Indiquez, s'il vous plaît, quel genre de musique joue le groupe Lemonfly place de la Lib, d'après l'article ci-dessous sur les concerts en ville.

Article:
◆ ◆ ◆ ◆ ◆ ◆ ◆

Place des Cordeliers, la Raffinerie avait installé un DJ qui distillait de l’électro un peu passée, teintée de funk et de soul, au milieu des travaux de la nouvelle zone piétonne. Ambiance gravats et barrières de chantier. À 19h50, le Veelbenet est dans la place. Parce que chez Sparse on est à la tête de l’avant-garde, on avait déjà interrogé le loustic sur ses habitudes sur le campus. On a causé encore un peu avec lui cette fois-ci. Qualifiée sur le papier de « cosmic wave », Rudy ne se revendique pas d’un genre ou d’une démarche particulière si ce n’est celle de « prendre de la musique catégorisée comme musique de blanc pour tenter d’en faire de la musique dite de noir » et inversement ; mettre du « groove » ou de la « dureté » là où il n’y en habituellement pas. Accompagné d’un synthé pour l’occasion, le Vellbenet balance des textes décalés et des compositions originales (un luxe) en brassant tous les styles, de la pop indie aux instrus hip-hop plus directes. Manque de pot, le lieu est quasi désert mais ce manque est clairement compensé par l’enthousiasme des fans présents en première ligne.
Place Saint Fiacre, vers 20h50, on commence à croiser du monde ; les badauds s’attroupent autour de quelques couples dansant la salsa. Place de la Lib, ça ne rigole plus. Les mecs de Lemonfly savent mettre l’ambiance avec un rock celtique bien punchy et s’aventurent parfois à faire chanter le public, quand ils ne sont pas occupés à soulever leur kilt. Niveau authenticité, la cornemuse ne suffisait pas apparemment. Une chenille voire une ronde se forme dans la fosse, à la plus grande joie de certains : « Oh y a un pogo, venez ! » Oui bon, pourquoi pas. On aura ensuite Komodo, Tchiky Monky et Assowls pour conclure la prog’ prévue par la Ville devant la mairie.
Place du théâtre, Doria’n.b est installé. Avec une affiche à faire pâlir les plus grands (graphistes) et un look éclectique, le groupe donne clairement l’image de deux amateurs en mal d’ivresse musicale. Un des deux types, à la crinière blonde, style métaleux des 90’s, se donne à mort pendant les deux-trois morceaux joués (très variétoche au final). L’autre, légèrement bedonnant et coiffé d’un bonnet à dreadlocks vertes et jaunes, ambiance vacances de ski (côté Jura), semble nettement moins convaincu (et peut être convaincant). Trois morceaux joués en une heure trente, bof, bof…
On se met en quête d’un plateau expérimental/noise, supposément rue de la chouette. Mais sur place, point de bruitisme ou « d’acid chlorydrique ». C’est plutôt papi-mamie friendly, pour preuve des chaises, toutes occupées bien évidemment, ont été installées devant la scène en bois où se joue un jazz tout ce qu’il y a de plus classique. Et quelque peu ennuyeux, il faut bien se l’avouer. À proximité, dans la cour arrière de l’Hôtel Vogüé c’est la « guinguette fever » avec un bal et orchestre tradi’ ; comprendre beaucoup, BEAUCOUP d’accordéons, une vielle et, tiens, encore une cornemuse. C’est rigolo, d’autant plus qu’on rajeunit considérablement la moyenne d’âge.

◆ ◆ ◆ ◆ ◆ ◆ ◆

Lignes de données:

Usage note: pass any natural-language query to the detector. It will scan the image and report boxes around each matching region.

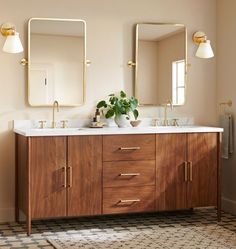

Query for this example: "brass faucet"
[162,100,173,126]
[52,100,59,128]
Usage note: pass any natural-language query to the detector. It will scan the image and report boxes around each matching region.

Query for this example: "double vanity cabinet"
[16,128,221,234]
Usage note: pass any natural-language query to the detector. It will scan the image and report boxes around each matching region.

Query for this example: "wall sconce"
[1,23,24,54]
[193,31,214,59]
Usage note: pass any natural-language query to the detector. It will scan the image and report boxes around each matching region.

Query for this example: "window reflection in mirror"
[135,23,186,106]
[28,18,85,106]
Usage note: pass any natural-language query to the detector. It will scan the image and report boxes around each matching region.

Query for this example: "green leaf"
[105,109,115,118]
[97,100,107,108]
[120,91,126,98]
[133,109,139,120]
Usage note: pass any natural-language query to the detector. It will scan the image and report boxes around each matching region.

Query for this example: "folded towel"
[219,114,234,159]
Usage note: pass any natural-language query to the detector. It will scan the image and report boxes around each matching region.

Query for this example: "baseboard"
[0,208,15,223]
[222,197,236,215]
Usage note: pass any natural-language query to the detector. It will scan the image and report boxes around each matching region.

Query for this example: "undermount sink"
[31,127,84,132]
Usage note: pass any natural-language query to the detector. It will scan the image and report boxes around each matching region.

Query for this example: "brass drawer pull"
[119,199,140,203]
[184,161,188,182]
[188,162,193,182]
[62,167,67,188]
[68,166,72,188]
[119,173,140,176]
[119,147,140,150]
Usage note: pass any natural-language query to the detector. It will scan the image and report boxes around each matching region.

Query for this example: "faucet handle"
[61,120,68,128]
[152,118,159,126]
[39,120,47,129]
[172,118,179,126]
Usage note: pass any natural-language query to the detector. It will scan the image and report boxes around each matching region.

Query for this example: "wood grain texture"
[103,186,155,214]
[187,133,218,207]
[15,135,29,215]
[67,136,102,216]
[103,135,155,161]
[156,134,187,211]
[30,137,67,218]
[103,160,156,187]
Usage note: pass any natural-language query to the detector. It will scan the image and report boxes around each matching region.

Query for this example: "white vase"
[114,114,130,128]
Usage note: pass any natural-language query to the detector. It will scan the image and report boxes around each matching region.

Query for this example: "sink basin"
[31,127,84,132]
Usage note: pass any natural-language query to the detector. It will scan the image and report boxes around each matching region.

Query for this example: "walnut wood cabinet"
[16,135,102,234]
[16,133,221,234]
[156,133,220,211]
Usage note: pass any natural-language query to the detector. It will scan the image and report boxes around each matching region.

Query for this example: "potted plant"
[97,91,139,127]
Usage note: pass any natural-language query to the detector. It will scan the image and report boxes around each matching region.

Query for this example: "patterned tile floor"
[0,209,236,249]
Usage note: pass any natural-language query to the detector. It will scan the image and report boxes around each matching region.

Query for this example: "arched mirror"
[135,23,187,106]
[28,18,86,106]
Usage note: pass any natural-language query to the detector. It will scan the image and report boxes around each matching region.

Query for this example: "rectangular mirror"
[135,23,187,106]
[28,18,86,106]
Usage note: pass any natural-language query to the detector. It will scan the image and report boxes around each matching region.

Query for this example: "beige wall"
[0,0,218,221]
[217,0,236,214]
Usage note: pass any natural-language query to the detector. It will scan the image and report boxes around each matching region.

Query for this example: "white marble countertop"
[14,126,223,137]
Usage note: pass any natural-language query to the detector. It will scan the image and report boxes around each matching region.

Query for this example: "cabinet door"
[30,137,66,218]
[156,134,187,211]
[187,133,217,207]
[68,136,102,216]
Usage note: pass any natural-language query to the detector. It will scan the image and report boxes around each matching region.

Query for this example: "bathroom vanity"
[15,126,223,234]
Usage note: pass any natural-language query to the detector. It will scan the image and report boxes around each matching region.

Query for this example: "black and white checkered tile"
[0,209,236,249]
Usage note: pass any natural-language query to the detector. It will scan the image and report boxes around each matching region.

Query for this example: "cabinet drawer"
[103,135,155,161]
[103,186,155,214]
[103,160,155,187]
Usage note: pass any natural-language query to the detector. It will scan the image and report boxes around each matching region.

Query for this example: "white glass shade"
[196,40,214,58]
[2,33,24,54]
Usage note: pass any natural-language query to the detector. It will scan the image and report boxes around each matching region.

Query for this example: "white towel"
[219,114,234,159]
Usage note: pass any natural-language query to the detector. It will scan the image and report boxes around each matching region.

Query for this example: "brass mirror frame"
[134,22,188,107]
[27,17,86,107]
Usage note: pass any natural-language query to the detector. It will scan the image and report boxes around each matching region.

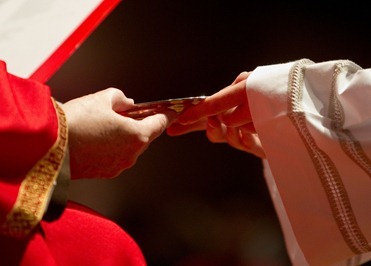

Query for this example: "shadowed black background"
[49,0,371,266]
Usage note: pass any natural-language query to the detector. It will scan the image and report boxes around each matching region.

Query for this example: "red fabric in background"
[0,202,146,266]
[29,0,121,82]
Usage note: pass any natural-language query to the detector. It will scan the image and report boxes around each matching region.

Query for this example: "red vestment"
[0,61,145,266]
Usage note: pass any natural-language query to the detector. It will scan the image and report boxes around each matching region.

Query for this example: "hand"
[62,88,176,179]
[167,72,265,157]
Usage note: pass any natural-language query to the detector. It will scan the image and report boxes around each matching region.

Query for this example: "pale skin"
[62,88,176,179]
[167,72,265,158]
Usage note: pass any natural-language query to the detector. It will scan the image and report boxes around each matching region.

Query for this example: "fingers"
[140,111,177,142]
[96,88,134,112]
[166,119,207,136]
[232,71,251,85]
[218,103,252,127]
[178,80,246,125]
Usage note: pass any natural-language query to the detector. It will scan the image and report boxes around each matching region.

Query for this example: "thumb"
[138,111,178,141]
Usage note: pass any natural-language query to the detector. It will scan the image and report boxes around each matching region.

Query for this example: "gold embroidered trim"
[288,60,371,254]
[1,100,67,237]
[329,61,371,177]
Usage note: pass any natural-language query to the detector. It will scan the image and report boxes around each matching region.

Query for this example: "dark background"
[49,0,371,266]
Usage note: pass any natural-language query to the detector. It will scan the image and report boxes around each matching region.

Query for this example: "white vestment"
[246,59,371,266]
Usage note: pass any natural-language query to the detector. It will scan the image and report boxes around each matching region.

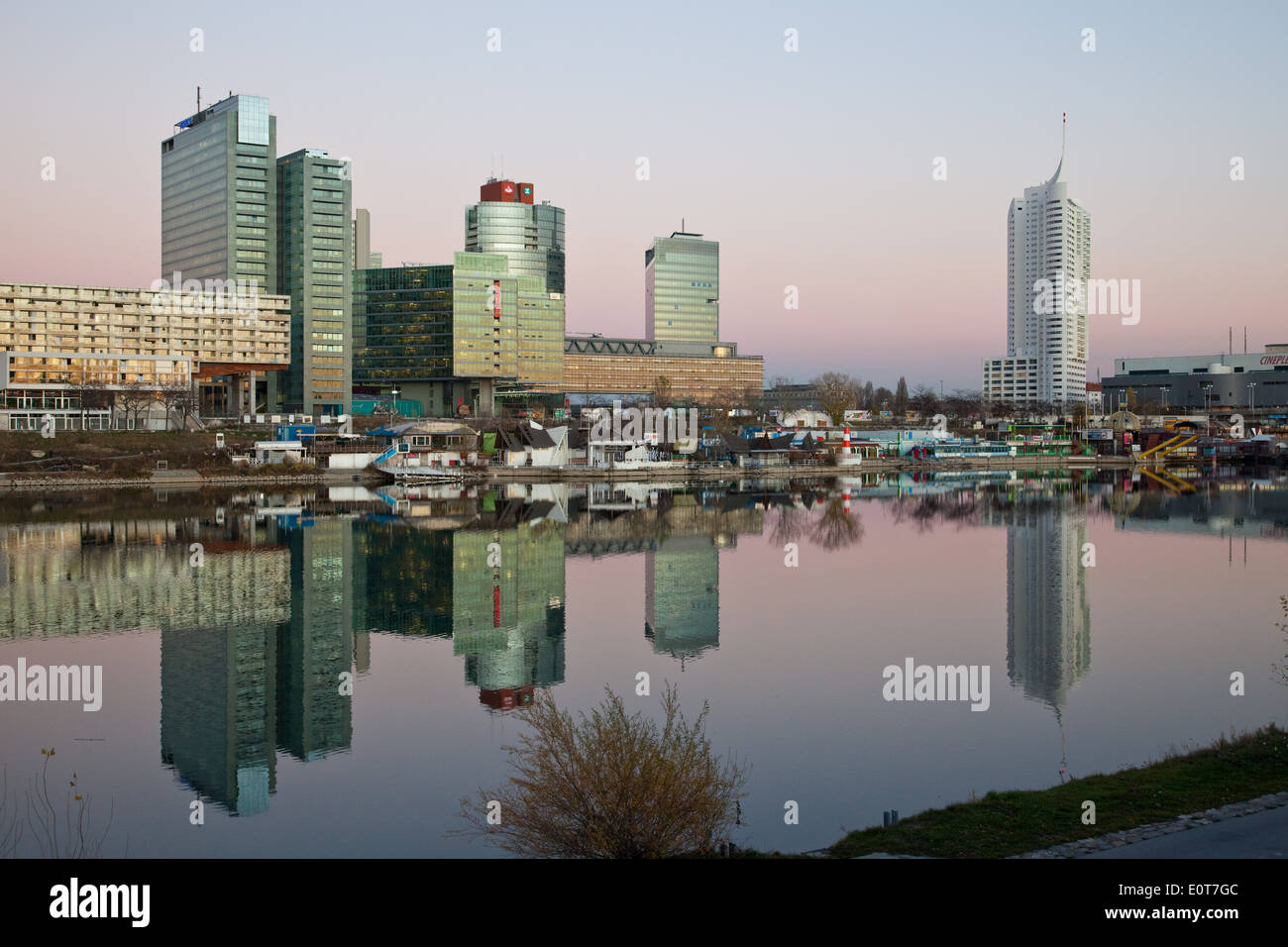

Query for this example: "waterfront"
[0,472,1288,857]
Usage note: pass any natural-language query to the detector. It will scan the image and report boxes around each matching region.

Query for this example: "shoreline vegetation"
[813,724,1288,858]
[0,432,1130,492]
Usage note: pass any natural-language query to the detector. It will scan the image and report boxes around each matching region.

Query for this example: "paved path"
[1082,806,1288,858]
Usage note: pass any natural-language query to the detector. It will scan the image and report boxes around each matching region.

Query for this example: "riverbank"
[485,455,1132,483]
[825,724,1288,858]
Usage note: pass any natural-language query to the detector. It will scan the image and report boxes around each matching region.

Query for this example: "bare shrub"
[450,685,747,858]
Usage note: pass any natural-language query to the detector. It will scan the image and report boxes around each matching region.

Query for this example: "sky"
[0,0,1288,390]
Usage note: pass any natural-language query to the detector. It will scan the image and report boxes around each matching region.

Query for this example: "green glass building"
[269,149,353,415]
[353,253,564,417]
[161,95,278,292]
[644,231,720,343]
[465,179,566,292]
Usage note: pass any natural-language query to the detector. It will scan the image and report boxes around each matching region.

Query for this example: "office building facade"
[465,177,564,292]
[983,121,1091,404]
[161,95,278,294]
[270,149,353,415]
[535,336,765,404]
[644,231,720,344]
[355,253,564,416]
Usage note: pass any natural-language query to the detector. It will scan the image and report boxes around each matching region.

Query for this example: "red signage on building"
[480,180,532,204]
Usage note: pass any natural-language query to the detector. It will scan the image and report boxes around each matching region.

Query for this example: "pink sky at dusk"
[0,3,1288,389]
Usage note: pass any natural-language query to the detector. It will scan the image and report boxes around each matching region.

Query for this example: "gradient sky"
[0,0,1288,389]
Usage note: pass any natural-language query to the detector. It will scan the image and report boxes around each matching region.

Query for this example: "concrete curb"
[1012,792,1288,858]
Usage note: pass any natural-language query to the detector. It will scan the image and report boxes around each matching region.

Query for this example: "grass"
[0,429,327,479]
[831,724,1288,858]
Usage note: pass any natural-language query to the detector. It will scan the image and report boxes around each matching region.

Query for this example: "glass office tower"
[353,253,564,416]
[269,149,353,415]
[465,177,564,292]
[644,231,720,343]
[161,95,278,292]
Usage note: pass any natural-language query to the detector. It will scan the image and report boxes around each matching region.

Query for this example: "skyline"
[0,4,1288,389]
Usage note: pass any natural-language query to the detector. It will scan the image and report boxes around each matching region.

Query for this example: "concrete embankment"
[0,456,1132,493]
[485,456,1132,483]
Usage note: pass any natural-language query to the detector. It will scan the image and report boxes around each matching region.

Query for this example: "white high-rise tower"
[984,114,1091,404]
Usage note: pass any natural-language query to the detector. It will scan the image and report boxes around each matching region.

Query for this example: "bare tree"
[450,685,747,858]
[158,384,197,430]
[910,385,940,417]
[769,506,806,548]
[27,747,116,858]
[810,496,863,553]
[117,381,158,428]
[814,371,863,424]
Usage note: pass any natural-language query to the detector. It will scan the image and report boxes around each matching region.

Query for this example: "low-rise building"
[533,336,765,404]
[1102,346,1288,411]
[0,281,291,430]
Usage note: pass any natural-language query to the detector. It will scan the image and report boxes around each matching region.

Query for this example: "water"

◆ ◆ ◆ ◆ ◆ ◆ ◆

Réponse de l'exercice: Un rock celtique bien punchy.